■ **Text for analysis**:
########################################

Mtr Taylor Devine

Dear Friend,

Today’s morning Gospel is from the Gospel of Mark who famously races through to the cross—the stories are short in this canonical Gospel. But not so much this one. The Gospel writer takes pains to include details: there were scribes among the crowd with the Disciples and Jesus. We hear details about how the son in the story has been afflicted by a demon. We can nearly see the father in anguish crying out “I believe; help my unbelief!” Jesus said, after this public healing, privately to his disciples who had some questions, “This kind can come out only through prayer.”

I am often wary of speaking too much about healing; this is one of the most clear ways that church wounds have been inflicted over our broader church history. Thoughts like “if I had prayed harder,” “if I had been a better Christian/person/wife/parent,” and other laments have been unfairly the internal voice of so many. Jesus’ identity as healer, though, is a beautiful one. To so completely redeem a situation as to make it a new life—that is a jolt to faith and understanding.

When we see healing we know it. My siblings’ relationship has recently been a site of healing after decades of challenges. Neither is now perfect, but there is a union and love in their relationship that I would never have anticipated to see. We know it when we see it. I’m also amazed by the gifts of healing that people share in their professional work—nurses, doctors, nurse practitioners, physician assistants, occupational therapists, physical therapists, specialists of all kinds use their minds, hearts, and bodies to bring as much healing as they can to the places that hurt and are broken. That is amazing.

########################################

■ **Activity A**: Write out the passage of the reflection on healing word for word, starting with "I am often wary" and going on through "faith and understanding.".
■ **Activity B**:
Answer these questions using the reflection on healing:
(i) From which Gospel is the morning reading taken?
(ii) What words does the father cry out?
(iii) Whose relationship has recently been a site of healing after decades of challenges?
The items that follow are separate material and are unrelated to the reflection on healing.

■ **Recorded information**:
########################################

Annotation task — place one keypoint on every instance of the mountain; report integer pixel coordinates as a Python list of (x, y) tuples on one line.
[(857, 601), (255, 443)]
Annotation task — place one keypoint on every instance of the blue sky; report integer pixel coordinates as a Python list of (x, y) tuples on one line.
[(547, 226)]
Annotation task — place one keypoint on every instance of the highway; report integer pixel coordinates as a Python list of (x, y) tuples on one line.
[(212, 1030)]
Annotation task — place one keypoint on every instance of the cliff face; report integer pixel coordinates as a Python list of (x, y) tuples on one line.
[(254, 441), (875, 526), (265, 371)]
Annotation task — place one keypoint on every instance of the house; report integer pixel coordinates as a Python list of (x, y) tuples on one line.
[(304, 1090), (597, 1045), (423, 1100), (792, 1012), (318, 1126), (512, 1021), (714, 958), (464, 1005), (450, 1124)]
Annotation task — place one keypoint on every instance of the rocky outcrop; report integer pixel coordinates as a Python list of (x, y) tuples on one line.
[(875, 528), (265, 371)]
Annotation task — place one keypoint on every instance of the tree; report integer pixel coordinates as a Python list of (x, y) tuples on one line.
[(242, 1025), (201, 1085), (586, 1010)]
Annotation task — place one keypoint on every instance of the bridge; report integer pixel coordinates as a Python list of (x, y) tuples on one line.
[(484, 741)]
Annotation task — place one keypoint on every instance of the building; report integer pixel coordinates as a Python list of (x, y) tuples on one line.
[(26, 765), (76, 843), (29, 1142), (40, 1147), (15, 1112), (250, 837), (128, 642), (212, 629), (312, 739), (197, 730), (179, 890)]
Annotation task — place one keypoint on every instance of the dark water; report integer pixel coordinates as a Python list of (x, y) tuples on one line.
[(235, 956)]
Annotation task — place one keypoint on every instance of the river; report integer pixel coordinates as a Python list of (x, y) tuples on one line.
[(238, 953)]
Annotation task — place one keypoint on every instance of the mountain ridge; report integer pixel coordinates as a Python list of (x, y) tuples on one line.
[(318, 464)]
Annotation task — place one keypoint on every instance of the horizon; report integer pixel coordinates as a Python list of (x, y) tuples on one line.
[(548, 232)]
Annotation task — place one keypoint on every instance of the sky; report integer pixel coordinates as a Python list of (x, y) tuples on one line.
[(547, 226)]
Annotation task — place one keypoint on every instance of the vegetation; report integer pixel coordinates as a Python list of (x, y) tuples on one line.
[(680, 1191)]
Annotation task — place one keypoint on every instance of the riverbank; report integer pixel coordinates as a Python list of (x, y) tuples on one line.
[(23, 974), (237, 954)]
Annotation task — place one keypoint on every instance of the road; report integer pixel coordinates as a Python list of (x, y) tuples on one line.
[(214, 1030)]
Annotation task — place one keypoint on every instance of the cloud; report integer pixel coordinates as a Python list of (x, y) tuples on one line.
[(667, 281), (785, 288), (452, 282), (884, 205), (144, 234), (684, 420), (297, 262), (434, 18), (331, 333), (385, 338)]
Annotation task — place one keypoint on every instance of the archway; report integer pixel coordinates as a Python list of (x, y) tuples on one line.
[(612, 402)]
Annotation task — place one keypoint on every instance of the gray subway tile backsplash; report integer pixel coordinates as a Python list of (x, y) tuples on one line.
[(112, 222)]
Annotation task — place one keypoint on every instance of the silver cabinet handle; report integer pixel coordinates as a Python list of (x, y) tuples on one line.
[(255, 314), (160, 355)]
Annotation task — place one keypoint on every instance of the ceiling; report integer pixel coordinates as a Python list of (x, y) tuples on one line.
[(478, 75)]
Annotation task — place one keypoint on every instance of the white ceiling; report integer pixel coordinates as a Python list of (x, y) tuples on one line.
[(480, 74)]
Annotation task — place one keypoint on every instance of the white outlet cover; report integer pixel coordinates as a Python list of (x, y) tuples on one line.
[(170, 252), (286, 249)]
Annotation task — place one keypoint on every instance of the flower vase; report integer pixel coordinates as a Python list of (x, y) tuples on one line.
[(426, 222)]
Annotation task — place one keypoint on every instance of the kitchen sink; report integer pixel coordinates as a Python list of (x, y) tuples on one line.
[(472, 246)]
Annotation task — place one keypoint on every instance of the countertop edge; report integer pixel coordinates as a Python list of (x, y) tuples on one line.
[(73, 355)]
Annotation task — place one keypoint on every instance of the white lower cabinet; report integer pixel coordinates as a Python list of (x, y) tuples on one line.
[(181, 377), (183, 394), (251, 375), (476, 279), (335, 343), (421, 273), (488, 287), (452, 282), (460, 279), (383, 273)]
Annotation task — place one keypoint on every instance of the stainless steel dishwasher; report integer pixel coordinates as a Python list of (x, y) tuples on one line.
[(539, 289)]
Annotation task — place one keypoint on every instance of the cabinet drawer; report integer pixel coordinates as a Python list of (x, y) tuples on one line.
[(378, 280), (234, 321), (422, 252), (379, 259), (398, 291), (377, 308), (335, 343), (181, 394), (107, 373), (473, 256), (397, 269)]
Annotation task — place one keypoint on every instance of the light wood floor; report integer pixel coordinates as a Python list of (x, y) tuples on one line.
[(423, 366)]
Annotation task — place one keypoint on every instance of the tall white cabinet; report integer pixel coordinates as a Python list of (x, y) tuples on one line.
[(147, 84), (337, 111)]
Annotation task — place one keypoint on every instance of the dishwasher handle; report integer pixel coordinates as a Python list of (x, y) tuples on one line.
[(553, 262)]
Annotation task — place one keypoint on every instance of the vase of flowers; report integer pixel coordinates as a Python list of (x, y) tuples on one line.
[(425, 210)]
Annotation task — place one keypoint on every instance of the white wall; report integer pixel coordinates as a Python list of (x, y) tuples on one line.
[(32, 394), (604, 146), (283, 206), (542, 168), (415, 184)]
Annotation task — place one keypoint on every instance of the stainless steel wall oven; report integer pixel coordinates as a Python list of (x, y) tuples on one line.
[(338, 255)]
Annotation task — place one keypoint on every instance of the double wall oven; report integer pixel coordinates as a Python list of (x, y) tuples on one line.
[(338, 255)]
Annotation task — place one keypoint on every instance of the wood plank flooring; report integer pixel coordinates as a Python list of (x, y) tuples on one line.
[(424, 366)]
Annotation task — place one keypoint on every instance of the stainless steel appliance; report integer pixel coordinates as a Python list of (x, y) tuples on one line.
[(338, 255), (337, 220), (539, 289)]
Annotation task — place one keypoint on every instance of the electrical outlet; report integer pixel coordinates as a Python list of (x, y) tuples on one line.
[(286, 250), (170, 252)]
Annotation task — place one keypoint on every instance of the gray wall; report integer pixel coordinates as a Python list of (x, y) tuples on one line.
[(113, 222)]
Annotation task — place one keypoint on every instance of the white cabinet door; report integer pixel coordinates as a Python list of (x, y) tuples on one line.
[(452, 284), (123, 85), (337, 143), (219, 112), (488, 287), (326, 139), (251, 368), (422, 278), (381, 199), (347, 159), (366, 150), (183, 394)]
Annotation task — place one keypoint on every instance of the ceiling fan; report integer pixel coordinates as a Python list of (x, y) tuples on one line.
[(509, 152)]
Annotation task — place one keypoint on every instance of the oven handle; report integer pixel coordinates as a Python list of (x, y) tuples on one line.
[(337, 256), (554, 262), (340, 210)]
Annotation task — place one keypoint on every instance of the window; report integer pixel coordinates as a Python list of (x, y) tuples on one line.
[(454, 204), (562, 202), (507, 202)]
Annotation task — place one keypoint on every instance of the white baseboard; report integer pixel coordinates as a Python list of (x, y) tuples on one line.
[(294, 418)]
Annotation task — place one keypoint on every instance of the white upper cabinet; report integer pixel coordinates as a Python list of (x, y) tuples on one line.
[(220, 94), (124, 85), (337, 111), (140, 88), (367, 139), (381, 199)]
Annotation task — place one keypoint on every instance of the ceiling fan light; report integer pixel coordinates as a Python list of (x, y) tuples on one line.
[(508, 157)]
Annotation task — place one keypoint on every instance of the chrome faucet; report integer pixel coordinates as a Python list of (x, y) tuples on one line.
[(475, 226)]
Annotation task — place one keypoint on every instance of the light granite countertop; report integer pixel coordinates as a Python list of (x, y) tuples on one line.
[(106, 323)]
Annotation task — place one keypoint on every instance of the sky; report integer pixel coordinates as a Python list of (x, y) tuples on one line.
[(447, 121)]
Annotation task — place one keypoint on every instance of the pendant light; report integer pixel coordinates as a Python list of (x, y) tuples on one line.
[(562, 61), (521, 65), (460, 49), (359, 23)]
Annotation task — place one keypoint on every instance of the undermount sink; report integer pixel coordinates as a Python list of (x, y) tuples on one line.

########################################

■ **Exercise response A**:
I am often wary of speaking too much about healing; this is one of the most clear ways that church wounds have been inflicted over our broader church history. Thoughts like “if I had prayed harder,” “if I had been a better Christian/person/wife/parent,” and other laments have been unfairly the internal voice of so many. Jesus’ identity as healer, though, is a beautiful one. To so completely redeem a situation as to make it a new life—that is a jolt to faith and understanding.

■ **Exercise response B**:
(i) The Gospel of Mark.
(ii) "I believe; help my unbelief!"
(iii) The writer's siblings'.